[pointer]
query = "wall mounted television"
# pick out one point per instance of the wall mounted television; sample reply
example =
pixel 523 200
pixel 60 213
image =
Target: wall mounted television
--- --- ---
◆ **REQUIRED WORK**
Return every line of the records above without any change, keeping their original order.

◆ **RESULT OF THE EXERCISE**
[pointer]
query = "wall mounted television"
# pick out one point per instance of the wall mounted television; sample reply
example =
pixel 523 200
pixel 60 213
image =
Target: wall mounted television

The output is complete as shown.